Portanto, os demais Estados não mantinham o mesmo compromisso com os cidadãos exteriores a seu combate. Isto levou que Estados pudessem ao logo da guerra tornar a vida indivíduos miseráveis por mera liberalidade.
Em 1948, na Assembleia Geral das Nações Unidas, o documento foi promulgado, no seguinte sentido:
a partir de então, foi acolhido como inspiração e orientação no processo de crescimento de toda a comunidade internacional no sentido de uma comunidade não só de Estados, mas de indivíduos livres e iguais e livres” (Bobbio, 2004, pag. 27).
Na visão de Roberty Alexy (1998), os direitos fundamentais são elementos essenciais da ordem jurídica nacional, porém, eles são capazes de romper o quadro nacional uma vez que para satisfazerem os requisitos que lhes são impostos, devem incluir os direitos do homem e, portanto, serem de validade universal. Por isso, para Araújo, (2008, pag.09), os instrumentos internacionais de proteção aos direitos humanos apresentam natureza subsidiária, pois atuam como garantias adicionais de proteção após falharem os sistemas nacionais. Assim, entende-se que os Direitos fundamentais são protegidos interna e externamente, por meio das Constituições, enquanto que os Direitos humanos são previstos somente em acordos realizados entre os Estados e protegidos internacionalmente.
Porém, a diferenciação axiológica entre direitos humanos e direitos fundamentais, é que aqueles têm como pilar a dignidade da pessoa humana, alçada ao patamar de um valor, tanto internacional (nos tratados de direitos humanos), quanto no plano interno (nas constituições). Enquanto a dignidade humana e os direitos fundamentais vêm a constituir os princípios constitucionais que incorporam as exigências de justiça e dos valores éticos, confere suporte axiológico a todo o sistema jurídico brasileiro, uma vez que a Constituição brasileira a elevou a categoria de princípio fundamental (Art. 1º, III) constituindo o núcleo informador de todo o ordenamento jurídico. (Piovesan, 1998, pag. 68).
Araújo (2008), pag. 18, entende que, para ser possível a definição de direitos humanos, é preciso que haja uma conceituação histórica, onde se deve estabelecer um marco. Tais marcos seriam as declarações que foram inseridas no texto constitucional a partir do século XVIII, que procuraram contemplar esses direitos permanentemente, gerando segurança jurídica. Daí, as iniciativas para proteção dos direitos fundamentais ampliaram-se, criando um catálogo que previa não somente os direitos, mas também formas para sua aplicação. Então, o Direito Internacional dos Direitos Humanos nasce como uma disciplina que visa proteger a pessoa humana, bem como a sua dignidade, tratando-se de um direito de proteção, voltado a salvaguardar os direitos das pessoas e não mais dos Estados.

◆ AMOSTRA DOS DADOS
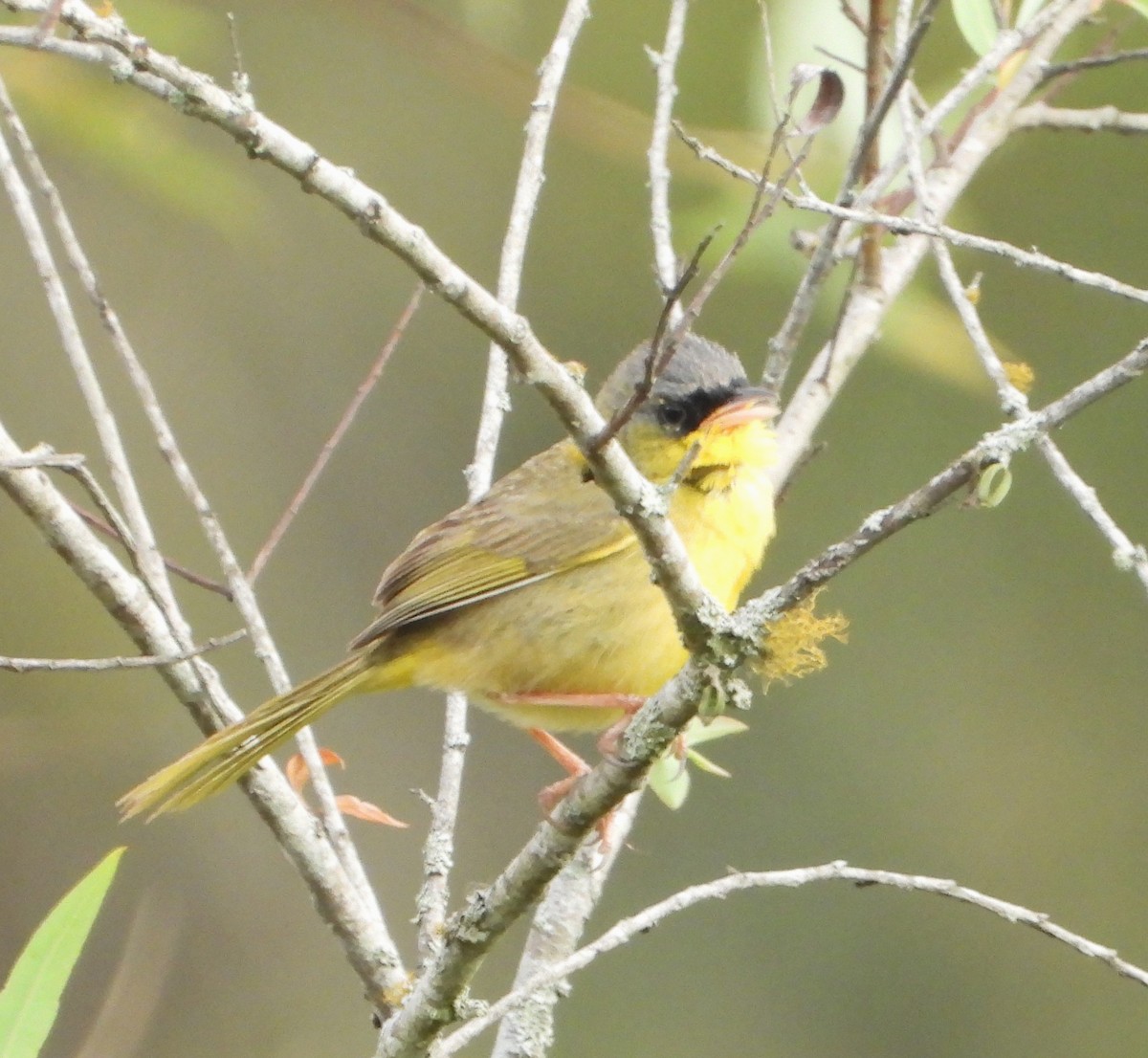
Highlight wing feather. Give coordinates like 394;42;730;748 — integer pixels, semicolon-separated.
351;441;637;650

◆ INSTRUÇÕES
1. Indique se cada afirmação abaixo está de acordo com o texto sobre direitos humanos, respondendo sim ou não e citando literalmente as palavras do texto que decidem a questão. (a) Para Araújo, os instrumentos internacionais de proteção aos direitos humanos têm natureza subsidiária. (b) Segundo Araújo, os marcos para a definição de direitos humanos são as declarações inseridas no texto constitucional a partir do século XIX. (c) O Direito Internacional dos Direitos Humanos volta-se a salvaguardar os direitos dos Estados.
2. Segundo o texto sobre direitos humanos, qual é o pilar dos direitos humanos na diferenciação axiológica em relação aos direitos fundamentais?
3. Apresente a continuação do texto sobre direitos humanos a partir de sua última frase.

◆ RESPOSTAS
1.
(a) Sim: "os instrumentos internacionais de proteção aos direitos humanos apresentam natureza subsidiária".
(b) Não: "Tais marcos seriam as declarações que foram inseridas no texto constitucional a partir do século XVIII".
(c) Não: "voltado a salvaguardar os direitos das pessoas e não mais dos Estados".

2. A dignidade da pessoa humana.

3.
Portanto, os direitos humanos vêm para resguardar a vida digna do indivíduo contra agentes externos ao estado. Porém, a proteção contra a gente internos não é positivada, e sim a intepretação doutrinária que ao longo dos tempos mudou a forma de interpretação dos direitos fundamentais com intuído teleológico, conforme é exposto ao longo do trabalho.
3. EFICÁCIA DOS DIREITOS FUNDAMENTAIS NAS RELAÇÕES ENTRE ENTES PRIVADOS
Os direitos fundamentais surgem em meio a explosão de um novo pensamento de Estado, o Estado Liberal, que veio garantir ao povo que o Estado não participaria da vida do povo, respeitando e garantindo que o povo possa desenvolver economicamente, socialmente e culturalmente sem a intervenção do Estado.
Então os direitos fundamentais surgem como os limites que não podem ser ultrapassados pelo Estado, para que o indivíduo possa a garantir uma vida digna, com o máximo de segurança jurídica e sua liberdade usufruída.
Porém, com um passar do tempo, ficou claro que o Estado não é o único que pode ameaçar os direitos fundamentais, e o indivíduo encontra muitas maneiras para ameaçar a dignidade da vida do seu par. O Estado Liberal conseguiu parar a ameaça proposta pelo Estado, criando os direitos fundamentais.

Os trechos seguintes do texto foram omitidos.